> [Passage to read]
..............................
You know what I miss? When I had the time to flip through my cookbooks or scroll through food blogs and bookmark recipes I actually planned on making. My hours of stomach-rumbling browsing has turned to minutes. My zest for multi-step, artfully assembled dishes such as this vegan moussaka with pine nut cream, has dwindled to cravings for simple and quick meals.

For all the things that being busy gives, there are so many things it takes away: the time to let books enliven the mind, friends renew the spirit, and food delight the senses. At least I have the pictures to remind me of these things passed, surely to come again.

I made this moussaka a month or so ago to share with friends for dinner. It made for a wonderful side dish to the salad, cheese, bread and wine they provided.

My first experience with moussaka was in Patra, Greece. Freshly off the ferry, my companions and I stopped for a bite before boarding a tumultuous train to Athens. I don’t remember much aside from the picture I have of the moment. Isn’t it strange how pictures so often circumvent memory?
..............................
> [Dataset excerpts]

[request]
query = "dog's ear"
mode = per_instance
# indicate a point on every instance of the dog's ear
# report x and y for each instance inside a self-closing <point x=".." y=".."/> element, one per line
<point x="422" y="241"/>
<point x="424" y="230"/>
..............................
> [What is being asked] For each statement, say whether it agrees with the moussaka passage and quote the passage's deciding words exactly: (a) The writer first ate moussaka in Athens. (b) The writer served the moussaka as a side dish at a dinner with friends. (c) The writer remembers the Patra meal in detail.

> [Result below]
(a) No: "My first experience with moussaka was in Patra, Greece."
(b) Yes: "It made for a wonderful side dish to the salad, cheese, bread and wine they provided."
(c) No: "I don’t remember much aside from the picture I have of the moment."